Available data —
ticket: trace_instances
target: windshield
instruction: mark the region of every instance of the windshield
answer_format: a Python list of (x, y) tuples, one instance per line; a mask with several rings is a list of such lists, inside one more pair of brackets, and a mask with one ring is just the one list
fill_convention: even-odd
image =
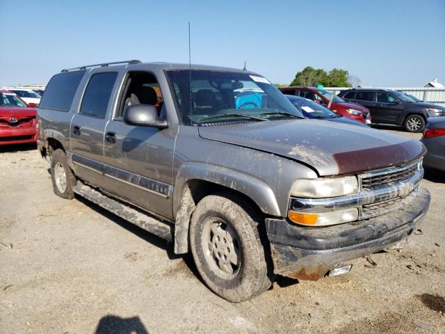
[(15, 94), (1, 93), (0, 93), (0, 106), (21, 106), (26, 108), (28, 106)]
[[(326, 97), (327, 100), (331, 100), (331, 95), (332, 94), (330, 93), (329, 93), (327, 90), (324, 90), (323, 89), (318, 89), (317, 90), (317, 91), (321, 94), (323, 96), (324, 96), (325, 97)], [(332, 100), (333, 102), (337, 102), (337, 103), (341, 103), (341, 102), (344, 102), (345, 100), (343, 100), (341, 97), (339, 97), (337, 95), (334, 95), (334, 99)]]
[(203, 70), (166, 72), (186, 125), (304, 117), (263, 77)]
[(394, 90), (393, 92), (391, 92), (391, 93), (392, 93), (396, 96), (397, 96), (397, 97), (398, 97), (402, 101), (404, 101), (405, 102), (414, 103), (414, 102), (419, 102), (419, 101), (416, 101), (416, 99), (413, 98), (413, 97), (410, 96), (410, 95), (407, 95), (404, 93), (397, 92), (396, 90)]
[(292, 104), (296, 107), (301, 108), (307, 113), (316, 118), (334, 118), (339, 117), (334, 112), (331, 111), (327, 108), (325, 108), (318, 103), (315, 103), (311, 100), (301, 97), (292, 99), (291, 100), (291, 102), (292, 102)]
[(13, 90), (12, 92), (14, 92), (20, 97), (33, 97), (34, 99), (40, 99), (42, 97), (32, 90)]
* * *
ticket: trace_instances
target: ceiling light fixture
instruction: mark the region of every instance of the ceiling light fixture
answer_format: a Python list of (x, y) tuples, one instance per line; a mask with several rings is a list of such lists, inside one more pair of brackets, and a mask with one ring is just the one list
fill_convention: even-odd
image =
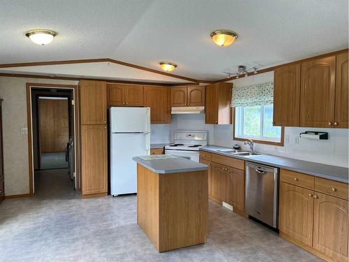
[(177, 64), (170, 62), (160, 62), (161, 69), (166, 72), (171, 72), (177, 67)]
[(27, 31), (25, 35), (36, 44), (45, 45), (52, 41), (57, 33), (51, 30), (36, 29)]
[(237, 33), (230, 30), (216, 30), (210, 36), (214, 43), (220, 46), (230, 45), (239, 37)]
---
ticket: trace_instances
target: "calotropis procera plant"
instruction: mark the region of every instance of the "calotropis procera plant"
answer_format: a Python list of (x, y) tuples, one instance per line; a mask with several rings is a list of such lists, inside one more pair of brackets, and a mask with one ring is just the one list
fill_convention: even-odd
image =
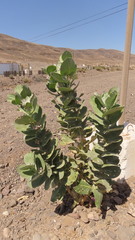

Problem description —
How many lines of the data above contain the string "calotropis", with case counting? Reply with the number alone.

Answer to this problem —
2